+++ Provided information
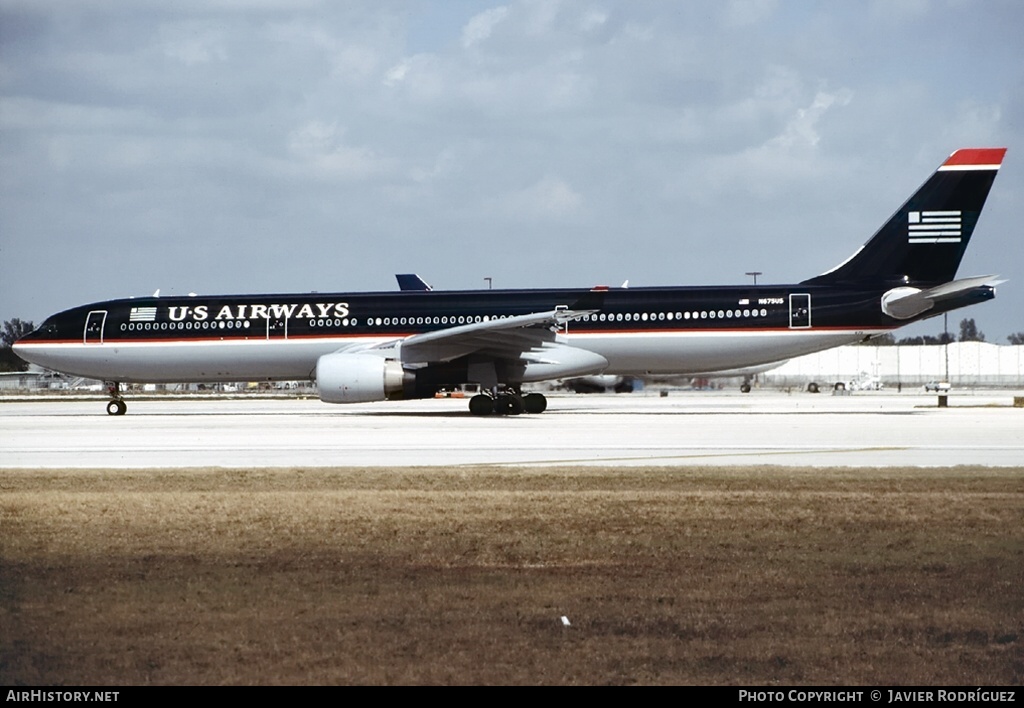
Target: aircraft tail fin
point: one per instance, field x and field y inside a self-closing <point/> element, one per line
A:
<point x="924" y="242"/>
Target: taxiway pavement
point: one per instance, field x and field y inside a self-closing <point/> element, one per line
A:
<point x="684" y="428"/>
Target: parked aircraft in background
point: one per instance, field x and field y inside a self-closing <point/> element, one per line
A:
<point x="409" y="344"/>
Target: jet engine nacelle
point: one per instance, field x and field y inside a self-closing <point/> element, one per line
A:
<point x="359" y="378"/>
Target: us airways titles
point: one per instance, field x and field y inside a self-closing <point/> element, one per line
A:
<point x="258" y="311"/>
++++++
+++ Provided information
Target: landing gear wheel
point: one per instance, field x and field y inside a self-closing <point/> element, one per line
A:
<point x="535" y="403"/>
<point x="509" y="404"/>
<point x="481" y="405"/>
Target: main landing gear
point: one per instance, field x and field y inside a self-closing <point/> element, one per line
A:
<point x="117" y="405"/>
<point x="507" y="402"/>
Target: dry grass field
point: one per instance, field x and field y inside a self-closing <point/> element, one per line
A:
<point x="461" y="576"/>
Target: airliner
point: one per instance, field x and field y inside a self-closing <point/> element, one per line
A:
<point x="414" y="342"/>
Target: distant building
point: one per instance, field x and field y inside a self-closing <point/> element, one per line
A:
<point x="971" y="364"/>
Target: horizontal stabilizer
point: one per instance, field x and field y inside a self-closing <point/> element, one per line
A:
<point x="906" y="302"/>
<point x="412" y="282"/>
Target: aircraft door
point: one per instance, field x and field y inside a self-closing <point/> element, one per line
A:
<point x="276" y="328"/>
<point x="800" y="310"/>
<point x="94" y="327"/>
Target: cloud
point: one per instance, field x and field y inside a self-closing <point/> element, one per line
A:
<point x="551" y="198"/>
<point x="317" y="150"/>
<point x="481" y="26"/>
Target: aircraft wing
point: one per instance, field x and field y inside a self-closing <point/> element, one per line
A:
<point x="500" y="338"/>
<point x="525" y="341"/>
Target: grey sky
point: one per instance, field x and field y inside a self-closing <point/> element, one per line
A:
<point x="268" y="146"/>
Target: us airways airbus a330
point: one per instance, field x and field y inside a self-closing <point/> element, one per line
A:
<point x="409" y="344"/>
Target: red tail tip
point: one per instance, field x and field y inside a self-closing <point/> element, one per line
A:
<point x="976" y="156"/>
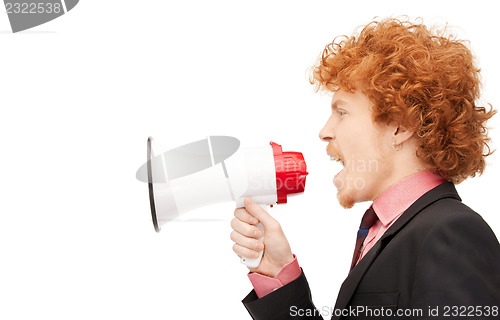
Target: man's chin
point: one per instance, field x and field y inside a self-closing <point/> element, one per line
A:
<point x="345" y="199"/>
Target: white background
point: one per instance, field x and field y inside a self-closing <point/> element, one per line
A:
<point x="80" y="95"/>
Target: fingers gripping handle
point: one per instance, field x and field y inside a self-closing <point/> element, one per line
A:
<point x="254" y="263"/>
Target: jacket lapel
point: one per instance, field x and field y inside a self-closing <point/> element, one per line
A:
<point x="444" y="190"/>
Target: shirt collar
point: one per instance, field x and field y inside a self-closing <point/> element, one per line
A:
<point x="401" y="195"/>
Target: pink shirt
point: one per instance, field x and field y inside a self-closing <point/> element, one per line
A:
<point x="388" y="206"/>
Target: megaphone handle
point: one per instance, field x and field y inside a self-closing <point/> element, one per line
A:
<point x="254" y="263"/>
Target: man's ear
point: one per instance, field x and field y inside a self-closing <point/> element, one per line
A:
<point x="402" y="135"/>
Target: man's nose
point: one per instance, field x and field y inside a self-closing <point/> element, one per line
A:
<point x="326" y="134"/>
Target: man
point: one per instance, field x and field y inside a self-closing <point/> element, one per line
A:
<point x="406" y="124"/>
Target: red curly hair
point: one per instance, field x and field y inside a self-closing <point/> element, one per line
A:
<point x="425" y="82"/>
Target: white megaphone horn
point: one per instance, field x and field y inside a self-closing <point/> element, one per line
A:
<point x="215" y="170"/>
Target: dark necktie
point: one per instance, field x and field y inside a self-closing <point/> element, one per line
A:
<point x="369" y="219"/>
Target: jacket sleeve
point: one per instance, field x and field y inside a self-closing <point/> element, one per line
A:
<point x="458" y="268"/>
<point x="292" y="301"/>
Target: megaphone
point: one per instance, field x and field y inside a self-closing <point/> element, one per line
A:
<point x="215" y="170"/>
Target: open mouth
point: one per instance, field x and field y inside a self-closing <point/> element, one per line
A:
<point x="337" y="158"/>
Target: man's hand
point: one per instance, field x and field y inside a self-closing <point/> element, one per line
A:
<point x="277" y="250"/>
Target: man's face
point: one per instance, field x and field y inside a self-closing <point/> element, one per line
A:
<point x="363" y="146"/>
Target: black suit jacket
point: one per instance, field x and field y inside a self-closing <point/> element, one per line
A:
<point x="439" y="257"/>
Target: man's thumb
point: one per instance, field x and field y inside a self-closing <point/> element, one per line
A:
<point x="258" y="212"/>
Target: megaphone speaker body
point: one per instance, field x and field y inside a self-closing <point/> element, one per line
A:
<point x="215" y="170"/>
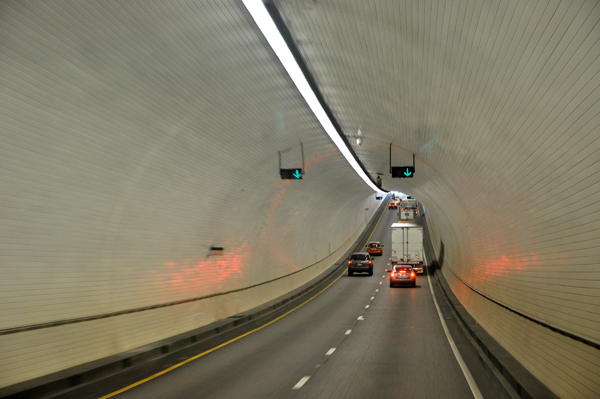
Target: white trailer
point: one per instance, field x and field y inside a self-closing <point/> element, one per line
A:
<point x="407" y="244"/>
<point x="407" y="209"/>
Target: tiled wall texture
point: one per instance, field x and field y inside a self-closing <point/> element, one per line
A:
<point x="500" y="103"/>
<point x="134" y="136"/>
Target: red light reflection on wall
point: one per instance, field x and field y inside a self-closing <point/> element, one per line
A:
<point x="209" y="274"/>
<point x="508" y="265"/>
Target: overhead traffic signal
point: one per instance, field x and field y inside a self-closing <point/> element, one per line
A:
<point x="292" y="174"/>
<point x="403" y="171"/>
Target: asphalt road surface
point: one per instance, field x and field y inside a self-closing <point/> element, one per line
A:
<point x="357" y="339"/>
++++++
+++ Provided information
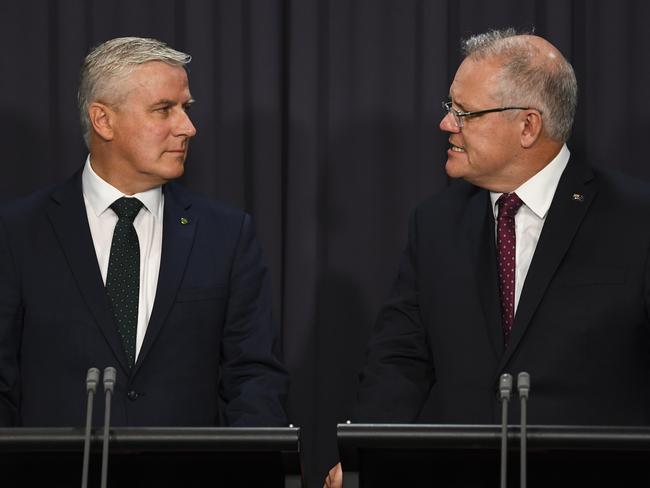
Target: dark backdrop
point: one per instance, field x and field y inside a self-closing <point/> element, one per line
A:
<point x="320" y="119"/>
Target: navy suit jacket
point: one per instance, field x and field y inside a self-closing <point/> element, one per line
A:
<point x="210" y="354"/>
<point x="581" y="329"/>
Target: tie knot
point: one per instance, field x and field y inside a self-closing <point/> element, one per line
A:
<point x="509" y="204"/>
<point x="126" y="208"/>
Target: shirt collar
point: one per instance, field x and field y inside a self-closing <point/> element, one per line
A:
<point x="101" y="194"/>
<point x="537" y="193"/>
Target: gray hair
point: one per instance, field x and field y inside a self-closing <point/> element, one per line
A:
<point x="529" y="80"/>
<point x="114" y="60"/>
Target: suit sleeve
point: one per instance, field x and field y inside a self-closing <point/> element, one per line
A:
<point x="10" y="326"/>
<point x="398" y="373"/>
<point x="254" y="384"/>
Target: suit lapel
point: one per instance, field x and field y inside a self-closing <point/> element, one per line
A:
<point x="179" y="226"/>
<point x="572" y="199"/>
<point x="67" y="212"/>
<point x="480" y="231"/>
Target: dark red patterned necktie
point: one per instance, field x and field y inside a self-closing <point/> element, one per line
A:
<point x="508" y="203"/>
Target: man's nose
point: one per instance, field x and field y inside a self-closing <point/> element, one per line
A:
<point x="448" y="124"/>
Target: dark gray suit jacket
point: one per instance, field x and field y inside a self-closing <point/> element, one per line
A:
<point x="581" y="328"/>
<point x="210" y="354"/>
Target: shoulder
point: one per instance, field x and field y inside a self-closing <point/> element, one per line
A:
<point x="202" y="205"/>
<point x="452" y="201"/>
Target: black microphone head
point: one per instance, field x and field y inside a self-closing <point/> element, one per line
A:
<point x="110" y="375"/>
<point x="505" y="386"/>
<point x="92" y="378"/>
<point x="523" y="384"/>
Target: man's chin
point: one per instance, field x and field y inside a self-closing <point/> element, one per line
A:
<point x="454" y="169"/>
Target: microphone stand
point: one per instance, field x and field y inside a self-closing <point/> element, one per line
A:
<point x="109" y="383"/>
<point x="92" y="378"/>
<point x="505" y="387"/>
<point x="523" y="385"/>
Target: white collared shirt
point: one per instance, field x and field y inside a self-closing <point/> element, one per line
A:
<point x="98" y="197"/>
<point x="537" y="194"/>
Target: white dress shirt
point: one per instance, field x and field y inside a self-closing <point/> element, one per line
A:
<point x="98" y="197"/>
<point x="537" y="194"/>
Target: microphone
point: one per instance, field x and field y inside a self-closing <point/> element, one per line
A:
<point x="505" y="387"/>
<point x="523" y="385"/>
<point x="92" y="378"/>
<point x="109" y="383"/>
++++++
Gather every line of the material above that contains the word "handle", and copy each one. Case counts.

Completed exercise »
Target: fingers gripping handle
Target: megaphone handle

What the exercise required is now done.